--- START OF Input data ---

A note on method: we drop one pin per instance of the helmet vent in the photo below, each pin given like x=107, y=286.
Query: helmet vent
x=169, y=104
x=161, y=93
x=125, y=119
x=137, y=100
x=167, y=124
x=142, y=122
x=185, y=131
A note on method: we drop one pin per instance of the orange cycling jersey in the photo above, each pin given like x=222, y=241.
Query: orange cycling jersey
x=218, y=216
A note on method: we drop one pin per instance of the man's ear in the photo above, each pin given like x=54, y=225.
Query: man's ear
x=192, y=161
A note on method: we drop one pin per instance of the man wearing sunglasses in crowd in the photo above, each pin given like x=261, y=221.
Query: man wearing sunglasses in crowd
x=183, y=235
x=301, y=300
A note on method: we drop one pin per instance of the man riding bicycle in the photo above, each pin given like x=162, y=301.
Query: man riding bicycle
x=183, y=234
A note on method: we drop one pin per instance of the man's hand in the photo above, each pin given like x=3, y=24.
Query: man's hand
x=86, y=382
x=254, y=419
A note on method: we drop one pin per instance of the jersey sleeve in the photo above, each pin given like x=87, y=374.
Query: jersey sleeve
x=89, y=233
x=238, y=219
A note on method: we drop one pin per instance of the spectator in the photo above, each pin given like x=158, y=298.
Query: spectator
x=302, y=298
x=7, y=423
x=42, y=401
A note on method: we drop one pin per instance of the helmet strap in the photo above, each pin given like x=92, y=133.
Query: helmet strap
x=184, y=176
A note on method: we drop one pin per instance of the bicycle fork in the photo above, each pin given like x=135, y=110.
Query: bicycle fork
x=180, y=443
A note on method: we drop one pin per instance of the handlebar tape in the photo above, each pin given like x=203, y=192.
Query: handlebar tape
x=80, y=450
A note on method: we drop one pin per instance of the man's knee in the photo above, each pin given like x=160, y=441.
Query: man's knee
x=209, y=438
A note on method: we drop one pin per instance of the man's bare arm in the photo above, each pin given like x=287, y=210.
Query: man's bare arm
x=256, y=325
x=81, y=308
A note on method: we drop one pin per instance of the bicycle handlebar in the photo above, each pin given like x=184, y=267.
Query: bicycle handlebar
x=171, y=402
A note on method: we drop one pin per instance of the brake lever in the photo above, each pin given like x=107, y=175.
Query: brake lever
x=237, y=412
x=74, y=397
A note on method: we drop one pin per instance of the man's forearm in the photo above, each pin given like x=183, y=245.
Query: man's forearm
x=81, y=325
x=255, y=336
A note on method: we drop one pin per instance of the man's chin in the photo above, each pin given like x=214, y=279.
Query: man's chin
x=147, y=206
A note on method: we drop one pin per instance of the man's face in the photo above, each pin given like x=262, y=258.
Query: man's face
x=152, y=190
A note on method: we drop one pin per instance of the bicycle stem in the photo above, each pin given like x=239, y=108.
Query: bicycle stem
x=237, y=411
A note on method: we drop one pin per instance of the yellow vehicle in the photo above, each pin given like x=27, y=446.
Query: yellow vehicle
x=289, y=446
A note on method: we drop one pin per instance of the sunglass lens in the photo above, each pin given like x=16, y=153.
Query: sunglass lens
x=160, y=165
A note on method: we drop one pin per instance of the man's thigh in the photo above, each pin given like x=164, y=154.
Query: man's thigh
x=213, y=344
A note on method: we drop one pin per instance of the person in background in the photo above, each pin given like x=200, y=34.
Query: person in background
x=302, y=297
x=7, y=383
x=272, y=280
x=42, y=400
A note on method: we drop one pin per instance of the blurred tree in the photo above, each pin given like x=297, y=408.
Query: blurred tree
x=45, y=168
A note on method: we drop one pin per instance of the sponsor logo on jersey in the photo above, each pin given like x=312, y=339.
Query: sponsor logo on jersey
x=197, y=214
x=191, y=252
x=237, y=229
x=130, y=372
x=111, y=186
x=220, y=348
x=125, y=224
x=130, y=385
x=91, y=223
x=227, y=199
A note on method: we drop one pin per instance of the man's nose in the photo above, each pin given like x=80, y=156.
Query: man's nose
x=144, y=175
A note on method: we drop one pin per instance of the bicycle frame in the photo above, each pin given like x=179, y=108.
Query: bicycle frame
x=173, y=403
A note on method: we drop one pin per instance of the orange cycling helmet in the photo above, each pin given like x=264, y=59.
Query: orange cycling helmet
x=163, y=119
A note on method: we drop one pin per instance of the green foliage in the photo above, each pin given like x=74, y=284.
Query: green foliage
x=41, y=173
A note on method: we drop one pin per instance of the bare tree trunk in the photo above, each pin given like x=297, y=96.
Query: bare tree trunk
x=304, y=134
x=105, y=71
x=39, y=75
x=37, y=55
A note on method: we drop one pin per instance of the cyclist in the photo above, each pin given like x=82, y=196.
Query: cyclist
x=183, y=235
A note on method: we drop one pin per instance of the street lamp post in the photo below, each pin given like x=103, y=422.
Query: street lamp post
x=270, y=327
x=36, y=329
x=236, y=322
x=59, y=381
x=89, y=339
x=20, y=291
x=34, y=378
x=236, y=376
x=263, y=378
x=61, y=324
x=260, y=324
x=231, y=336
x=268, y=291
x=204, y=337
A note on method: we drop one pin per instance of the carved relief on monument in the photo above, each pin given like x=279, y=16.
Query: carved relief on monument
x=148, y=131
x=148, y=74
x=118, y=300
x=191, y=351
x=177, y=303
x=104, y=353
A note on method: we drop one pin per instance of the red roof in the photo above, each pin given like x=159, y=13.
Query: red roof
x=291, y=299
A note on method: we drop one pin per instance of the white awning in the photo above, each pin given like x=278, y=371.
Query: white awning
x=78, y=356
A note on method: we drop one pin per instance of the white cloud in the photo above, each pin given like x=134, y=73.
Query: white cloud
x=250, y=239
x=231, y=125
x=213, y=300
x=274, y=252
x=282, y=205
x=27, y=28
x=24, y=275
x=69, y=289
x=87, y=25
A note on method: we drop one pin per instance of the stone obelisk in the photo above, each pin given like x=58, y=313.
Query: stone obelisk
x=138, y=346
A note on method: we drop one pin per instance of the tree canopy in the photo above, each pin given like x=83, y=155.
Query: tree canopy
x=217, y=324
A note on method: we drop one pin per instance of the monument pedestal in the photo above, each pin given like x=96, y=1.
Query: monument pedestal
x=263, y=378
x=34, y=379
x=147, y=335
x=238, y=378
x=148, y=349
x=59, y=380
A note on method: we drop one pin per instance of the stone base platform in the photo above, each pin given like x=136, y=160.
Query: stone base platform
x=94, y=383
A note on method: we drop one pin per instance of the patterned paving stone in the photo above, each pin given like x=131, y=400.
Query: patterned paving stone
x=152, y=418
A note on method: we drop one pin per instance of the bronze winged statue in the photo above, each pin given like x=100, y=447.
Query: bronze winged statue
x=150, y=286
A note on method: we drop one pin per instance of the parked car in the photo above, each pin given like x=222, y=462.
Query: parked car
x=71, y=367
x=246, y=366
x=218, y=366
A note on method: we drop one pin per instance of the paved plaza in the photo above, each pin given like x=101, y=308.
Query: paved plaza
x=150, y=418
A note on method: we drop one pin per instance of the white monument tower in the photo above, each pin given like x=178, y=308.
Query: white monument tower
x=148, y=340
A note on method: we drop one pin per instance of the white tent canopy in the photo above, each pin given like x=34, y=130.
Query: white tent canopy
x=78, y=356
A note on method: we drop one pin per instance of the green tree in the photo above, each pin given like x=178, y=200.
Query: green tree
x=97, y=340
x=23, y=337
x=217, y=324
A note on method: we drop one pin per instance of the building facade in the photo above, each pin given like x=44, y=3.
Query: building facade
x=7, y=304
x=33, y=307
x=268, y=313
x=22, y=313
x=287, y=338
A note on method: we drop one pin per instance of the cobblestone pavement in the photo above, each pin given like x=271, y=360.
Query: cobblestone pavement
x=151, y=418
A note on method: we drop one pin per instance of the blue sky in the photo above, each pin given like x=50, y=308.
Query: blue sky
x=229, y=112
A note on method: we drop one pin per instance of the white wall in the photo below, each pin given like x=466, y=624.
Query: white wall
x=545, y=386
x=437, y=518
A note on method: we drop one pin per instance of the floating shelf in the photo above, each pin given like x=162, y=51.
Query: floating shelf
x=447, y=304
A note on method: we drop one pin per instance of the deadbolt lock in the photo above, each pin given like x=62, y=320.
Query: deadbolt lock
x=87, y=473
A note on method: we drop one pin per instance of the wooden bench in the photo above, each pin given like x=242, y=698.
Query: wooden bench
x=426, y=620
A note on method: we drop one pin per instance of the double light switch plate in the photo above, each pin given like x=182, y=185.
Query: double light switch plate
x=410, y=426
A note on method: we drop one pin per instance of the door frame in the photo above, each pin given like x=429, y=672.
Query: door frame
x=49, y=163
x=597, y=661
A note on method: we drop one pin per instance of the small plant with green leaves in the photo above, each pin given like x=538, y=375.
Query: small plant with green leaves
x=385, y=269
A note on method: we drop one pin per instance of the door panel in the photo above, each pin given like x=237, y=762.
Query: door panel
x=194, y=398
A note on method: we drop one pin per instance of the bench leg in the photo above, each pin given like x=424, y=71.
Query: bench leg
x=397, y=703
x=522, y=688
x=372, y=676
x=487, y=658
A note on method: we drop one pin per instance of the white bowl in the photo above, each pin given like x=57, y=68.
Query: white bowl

--- END OF Input data ---

▸ Goal
Please reproduce, word for word, the lines of the records between the line holding "like x=466, y=624." and the line holding "x=87, y=473", inclusive.

▸ Solution
A note on method: we drop one pin per instance of the white wall in the photo below, each pin given like x=466, y=624.
Query: white wall
x=545, y=386
x=437, y=518
A note on method: we drop one pin per instance of the floating shelf in the photo above, each pin given like x=162, y=51.
Query: floating shelf
x=447, y=304
A note on method: we drop one pin per instance of the deadbolt lock in the photo above, each pin given like x=62, y=320.
Query: deadbolt lock
x=87, y=473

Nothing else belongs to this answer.